Holiday travel expected to rebound, despite omicron variant


By  Katie Akin, Iowa Capital Dispatch

An 184% increase in year-end air travel is expected compared to 2020, according to AAA. (Photo by Joe Raedle/Getty Images)

End-of-year holiday travel is expected to rebound to nearly pre-pandemic levels, even as the omicron variant of COVID-19 begins to spread more rapidly in the U.S.


AAA predicts that more than 109 million Americans will travel more than 50 miles this year for the holiday. That would be a 34% increase in travelers from last year. Airlines will see the largest increase from 2020: AAA predicts a 184% increase in people flying for the holidays.

“Americans who canceled their vacations in 2020 want to gather with family and friends for the holidays this year, although they will still be mindful of the pandemic and the new omicron variant,” said Paula Twidale, an executive with AAA Travel.

But, Twidale said, “conditions are much different” this year due to widely available vaccinations.

Drivers can expect higher gas prices


A majority of Americans traveling this season will travel by car. AAA predicts 100.1 million people will drive more than 50 miles this season, making up a majority of holiday travelers.

Drivers should expect to pay more at the pump on the way to festivities this year. According to GasBuddy data, the average gas price in Iowa is about $3 per gallon – 87 cents higher than it was a year ago.


Out-of-state travelers can expect even higher prices, as the national average is $3.27 per gallon.

**Activity A**
Rewrite the holiday travel article starting with "A majority of Americans" and going on through "a year ago.", replacing "car" with "automobile".
**Activity B**
Decide whether each statement agrees with the holiday travel article. Answer yes or no, and quote the words that decide it. (i) AAA predicts that more than 109 million Americans will travel more than 50 miles for the holiday. (ii) The national average gas price is lower than the average in Iowa. (iii) Paula Twidale is an executive with GasBuddy.
Rely only on the holiday travel article when answering.

(Segmentation mask data)
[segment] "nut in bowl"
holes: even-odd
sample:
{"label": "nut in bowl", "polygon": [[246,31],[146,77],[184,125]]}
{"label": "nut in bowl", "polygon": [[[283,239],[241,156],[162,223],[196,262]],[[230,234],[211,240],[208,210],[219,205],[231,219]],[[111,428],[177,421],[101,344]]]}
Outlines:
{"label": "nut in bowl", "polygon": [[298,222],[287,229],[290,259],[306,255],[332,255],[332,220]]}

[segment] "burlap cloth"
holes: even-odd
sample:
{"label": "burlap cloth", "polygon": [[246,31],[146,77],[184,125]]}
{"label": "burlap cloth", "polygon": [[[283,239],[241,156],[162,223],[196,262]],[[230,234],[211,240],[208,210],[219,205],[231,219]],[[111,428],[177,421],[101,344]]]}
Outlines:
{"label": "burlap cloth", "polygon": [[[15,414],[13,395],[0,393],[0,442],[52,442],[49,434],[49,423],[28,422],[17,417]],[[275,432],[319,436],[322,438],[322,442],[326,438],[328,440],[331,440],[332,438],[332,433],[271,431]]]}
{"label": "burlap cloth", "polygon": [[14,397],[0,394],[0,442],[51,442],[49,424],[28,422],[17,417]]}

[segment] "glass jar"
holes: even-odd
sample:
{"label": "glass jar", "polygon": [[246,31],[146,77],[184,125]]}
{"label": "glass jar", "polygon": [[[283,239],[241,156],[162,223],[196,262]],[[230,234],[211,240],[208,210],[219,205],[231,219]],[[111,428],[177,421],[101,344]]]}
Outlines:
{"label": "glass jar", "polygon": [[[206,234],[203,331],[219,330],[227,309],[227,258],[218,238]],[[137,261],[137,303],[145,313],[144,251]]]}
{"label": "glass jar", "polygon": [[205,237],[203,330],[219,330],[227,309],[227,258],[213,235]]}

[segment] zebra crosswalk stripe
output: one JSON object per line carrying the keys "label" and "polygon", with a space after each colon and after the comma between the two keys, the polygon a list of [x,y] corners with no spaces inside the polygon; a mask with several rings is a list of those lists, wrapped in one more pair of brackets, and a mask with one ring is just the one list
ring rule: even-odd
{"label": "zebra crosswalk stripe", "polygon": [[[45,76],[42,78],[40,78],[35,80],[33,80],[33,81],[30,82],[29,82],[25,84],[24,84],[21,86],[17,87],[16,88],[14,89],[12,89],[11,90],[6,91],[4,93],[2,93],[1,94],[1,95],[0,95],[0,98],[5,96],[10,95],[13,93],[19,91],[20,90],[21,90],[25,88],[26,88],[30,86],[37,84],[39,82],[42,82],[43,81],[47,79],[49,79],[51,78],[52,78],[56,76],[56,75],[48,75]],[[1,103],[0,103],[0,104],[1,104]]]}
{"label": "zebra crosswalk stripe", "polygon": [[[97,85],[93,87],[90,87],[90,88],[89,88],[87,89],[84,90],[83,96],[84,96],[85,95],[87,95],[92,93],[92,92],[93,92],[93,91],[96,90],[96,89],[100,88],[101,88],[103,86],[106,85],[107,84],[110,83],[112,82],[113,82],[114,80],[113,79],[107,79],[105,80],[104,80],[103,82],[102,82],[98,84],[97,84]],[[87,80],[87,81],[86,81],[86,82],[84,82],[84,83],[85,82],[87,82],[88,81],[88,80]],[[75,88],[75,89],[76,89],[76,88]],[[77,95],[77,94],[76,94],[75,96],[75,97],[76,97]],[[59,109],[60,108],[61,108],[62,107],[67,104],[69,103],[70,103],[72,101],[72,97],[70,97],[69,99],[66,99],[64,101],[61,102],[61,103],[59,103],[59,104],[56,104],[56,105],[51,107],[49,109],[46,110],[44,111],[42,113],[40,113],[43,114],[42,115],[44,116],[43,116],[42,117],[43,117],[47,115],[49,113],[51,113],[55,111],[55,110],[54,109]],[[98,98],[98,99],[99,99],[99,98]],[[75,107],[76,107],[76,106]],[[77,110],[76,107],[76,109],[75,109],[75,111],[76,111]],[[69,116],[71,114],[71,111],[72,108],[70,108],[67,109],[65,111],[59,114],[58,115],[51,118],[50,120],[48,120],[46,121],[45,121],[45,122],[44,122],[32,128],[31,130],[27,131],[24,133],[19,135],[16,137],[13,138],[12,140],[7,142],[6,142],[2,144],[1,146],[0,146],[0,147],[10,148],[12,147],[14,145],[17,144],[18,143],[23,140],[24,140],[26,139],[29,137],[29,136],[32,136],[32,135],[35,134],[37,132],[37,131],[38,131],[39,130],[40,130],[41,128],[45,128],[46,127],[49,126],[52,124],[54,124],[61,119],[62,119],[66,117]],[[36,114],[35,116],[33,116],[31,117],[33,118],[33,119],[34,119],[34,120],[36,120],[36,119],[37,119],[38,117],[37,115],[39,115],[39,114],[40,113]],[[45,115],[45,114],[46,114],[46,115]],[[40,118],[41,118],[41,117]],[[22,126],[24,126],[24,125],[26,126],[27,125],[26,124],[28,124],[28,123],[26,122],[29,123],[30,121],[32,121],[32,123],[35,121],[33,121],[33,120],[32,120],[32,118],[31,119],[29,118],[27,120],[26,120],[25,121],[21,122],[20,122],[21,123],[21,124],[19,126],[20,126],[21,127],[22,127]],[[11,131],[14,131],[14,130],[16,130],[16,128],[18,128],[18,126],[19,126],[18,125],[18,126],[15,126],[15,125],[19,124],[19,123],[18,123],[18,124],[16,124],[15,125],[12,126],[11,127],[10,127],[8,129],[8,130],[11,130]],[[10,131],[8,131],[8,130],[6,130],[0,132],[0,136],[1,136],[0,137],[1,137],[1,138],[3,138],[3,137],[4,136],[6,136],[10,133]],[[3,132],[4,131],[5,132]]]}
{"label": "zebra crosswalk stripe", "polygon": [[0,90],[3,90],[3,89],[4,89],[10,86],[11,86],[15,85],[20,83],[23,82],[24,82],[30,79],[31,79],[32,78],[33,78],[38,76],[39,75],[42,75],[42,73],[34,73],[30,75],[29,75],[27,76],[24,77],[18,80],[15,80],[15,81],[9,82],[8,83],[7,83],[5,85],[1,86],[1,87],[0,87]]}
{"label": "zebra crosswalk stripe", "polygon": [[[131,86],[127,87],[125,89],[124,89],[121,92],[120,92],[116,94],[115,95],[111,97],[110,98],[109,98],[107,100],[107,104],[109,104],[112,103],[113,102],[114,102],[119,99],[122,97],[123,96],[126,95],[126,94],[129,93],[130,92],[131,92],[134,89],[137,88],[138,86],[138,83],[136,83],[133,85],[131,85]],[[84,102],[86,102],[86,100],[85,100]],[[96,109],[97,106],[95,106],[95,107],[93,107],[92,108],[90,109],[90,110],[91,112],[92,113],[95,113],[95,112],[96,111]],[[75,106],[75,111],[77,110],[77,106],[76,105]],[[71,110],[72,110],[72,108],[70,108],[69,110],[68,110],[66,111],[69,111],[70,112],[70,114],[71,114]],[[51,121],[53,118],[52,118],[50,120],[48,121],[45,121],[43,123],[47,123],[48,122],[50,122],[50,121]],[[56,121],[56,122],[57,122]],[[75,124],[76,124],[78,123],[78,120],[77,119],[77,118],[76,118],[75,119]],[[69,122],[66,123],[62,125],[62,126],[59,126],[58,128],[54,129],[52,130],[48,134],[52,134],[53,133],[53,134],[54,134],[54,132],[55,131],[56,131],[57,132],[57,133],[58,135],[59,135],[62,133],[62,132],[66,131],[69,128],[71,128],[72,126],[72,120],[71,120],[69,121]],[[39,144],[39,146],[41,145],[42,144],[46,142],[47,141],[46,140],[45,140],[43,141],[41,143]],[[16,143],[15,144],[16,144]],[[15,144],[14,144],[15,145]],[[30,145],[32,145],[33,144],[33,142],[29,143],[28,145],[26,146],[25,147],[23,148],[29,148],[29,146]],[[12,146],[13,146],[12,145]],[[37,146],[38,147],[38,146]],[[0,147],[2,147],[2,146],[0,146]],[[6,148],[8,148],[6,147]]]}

**Task response A**
A majority of Americans traveling this season will travel by automobile. AAA predicts 100.1 million people will drive more than 50 miles this season, making up a majority of holiday travelers.

Drivers should expect to pay more at the pump on the way to festivities this year. According to GasBuddy data, the average gas price in Iowa is about $3 per gallon – 87 cents higher than it was a year ago.

**Task response B**
(i) Yes: "AAA predicts that more than 109 million Americans will travel more than 50 miles this year for the holiday."
(ii) No: "Out-of-state travelers can expect even higher prices, as the national average is $3.27 per gallon."
(iii) No: "said Paula Twidale, an executive with AAA Travel."